### EXTRACTED DATA ###

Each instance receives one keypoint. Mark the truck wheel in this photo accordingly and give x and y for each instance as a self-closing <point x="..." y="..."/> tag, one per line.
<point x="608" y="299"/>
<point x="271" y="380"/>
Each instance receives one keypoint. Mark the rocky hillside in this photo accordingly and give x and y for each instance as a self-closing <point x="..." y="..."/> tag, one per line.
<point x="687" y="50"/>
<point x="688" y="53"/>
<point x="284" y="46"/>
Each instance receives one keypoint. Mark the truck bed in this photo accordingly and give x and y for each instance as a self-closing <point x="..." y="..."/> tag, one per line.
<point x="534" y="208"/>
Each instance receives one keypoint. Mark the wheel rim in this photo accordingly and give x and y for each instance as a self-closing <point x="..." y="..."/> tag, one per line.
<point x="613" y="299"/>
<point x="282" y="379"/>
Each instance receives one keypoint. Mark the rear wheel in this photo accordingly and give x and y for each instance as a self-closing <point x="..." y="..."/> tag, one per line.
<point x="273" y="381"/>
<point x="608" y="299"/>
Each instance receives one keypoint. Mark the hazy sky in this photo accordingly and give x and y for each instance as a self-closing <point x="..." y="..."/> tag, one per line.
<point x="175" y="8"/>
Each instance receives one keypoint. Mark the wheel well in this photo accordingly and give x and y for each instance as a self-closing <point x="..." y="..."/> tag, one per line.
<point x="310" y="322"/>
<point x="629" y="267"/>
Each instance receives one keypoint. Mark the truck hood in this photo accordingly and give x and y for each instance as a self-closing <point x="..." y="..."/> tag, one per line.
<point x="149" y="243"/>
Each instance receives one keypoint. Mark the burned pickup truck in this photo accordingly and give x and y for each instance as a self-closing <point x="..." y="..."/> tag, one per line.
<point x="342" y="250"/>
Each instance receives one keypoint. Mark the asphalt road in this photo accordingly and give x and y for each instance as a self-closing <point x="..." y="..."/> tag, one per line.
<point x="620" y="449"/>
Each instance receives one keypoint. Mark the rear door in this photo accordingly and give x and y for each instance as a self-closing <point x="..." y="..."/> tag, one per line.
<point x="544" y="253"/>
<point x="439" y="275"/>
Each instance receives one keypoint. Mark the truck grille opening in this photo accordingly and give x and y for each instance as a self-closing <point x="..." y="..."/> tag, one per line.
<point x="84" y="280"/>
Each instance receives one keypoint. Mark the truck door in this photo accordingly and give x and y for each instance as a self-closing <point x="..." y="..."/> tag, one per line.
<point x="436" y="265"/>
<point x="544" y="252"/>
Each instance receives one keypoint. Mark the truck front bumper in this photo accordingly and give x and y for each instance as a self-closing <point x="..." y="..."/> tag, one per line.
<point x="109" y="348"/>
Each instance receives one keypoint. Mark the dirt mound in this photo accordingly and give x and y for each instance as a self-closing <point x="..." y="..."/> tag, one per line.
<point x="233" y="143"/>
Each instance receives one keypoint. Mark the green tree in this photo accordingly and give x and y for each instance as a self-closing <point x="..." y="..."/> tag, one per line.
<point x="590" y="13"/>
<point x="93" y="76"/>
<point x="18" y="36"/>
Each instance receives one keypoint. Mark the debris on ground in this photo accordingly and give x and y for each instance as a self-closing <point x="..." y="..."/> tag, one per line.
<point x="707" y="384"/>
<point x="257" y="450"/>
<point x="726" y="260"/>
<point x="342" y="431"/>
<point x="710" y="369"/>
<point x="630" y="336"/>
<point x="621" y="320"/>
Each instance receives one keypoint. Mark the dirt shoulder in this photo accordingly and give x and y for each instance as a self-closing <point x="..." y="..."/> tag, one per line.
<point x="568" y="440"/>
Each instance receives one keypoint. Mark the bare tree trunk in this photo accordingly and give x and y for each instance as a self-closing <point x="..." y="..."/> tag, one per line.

###

• [THE PROBLEM]: Repeat every record, keeping each word and mark exactly as it is.

• [TASK OUTPUT]:
Each instance receives one keypoint. Mark the truck wheel in this photo accordingly and give x and y for each instance as a self-closing <point x="..." y="..."/> tag, one per line.
<point x="608" y="299"/>
<point x="271" y="380"/>
Each instance receives one keypoint. Mark the rocky hillside in this photo accordingly and give x and y for each instance as a self-closing <point x="..." y="..."/> tag, one per line.
<point x="687" y="50"/>
<point x="688" y="53"/>
<point x="284" y="46"/>
Each instance receives one keypoint. Mark the truck bed in this photo accordingly and give x and y for each instance as a self-closing <point x="..." y="..."/> tag, one per line.
<point x="534" y="208"/>
Each instance receives one keypoint. Mark the wheel rim in this photo accordingly and give x and y for each instance as a self-closing <point x="..." y="..."/> tag, one per line.
<point x="613" y="299"/>
<point x="282" y="379"/>
Each instance receives one keypoint. Mark the rear wheel in this photo accordingly and give x and y for each instance as a self-closing <point x="..." y="..."/> tag, one per line.
<point x="273" y="381"/>
<point x="608" y="299"/>
Each instance receives one keypoint. Mark the hazy sky in this photo accordingly and give x and y for each instance as a self-closing <point x="..." y="..."/> tag, one per line.
<point x="175" y="8"/>
Each instance receives one keypoint. Mark the wheel well in this photo accordingly and give x and y for each instance as a self-closing <point x="..." y="..."/> tag, one per line.
<point x="310" y="322"/>
<point x="629" y="267"/>
Each instance receives one keypoint. Mark the truck hood in this photo accordingly and give x and y for each instance as a self-closing <point x="..." y="..."/> tag, one per line.
<point x="149" y="243"/>
Each instance receives one keypoint. Mark the burned pickup truck in this photo accordingly and give x and y for each instance as a self-closing <point x="..." y="..."/> tag, one per line.
<point x="342" y="250"/>
Each instance receives one keypoint. Mark the asphalt road in this photo accordingly and give x and y for each instance as a self-closing <point x="..." y="..."/> tag, one per line.
<point x="620" y="449"/>
Each instance receives one keypoint. Mark the rear door in this photo accordingly and give x and y for each instance as a self-closing <point x="..." y="..."/> tag, one per line.
<point x="544" y="253"/>
<point x="439" y="275"/>
Each instance receives one keypoint. Mark the truck grille opening in this photo accordingly and give x and y for each instance as a self-closing <point x="..." y="..."/> tag, one per line.
<point x="84" y="280"/>
Each instance receives one keypoint. Mark the truck door in this photo accordingly and give x and y for each instance as a self-closing <point x="..." y="..."/> tag, one per line.
<point x="436" y="265"/>
<point x="544" y="252"/>
Each instance receives one keypoint. Mark the truck front bumper in this photo accordingly and give x and y for each instance as a self-closing <point x="..." y="..."/> tag, one per line.
<point x="109" y="348"/>
Each instance receives one keypoint. Mark the dirt mound in this photo accordingly and give x and y for each instance as a self-closing <point x="..." y="..."/> tag, one per line.
<point x="233" y="143"/>
Each instance receives one keypoint. Mark the green tree in this photo accordingly and give x and y for each instance as a self-closing <point x="..." y="..."/> tag, one per line.
<point x="590" y="13"/>
<point x="93" y="76"/>
<point x="18" y="36"/>
Each instance receives one keypoint. Mark the debris on ground in this photo accordingly and give x and y for each instance as a self-closing <point x="..." y="..."/> tag, one per line.
<point x="707" y="384"/>
<point x="257" y="450"/>
<point x="726" y="260"/>
<point x="342" y="431"/>
<point x="710" y="369"/>
<point x="630" y="336"/>
<point x="621" y="320"/>
Each instance receives one keypoint. Mark the dirt shoulder in this photo accordingly and give x and y for each instance as a self-closing <point x="..." y="..."/> tag, one per line.
<point x="568" y="440"/>
Each instance receives one keypoint. Mark the bare tree trunk in this photo accordingly and give x and y for each instance as a self-closing <point x="..." y="..."/> tag, one per line.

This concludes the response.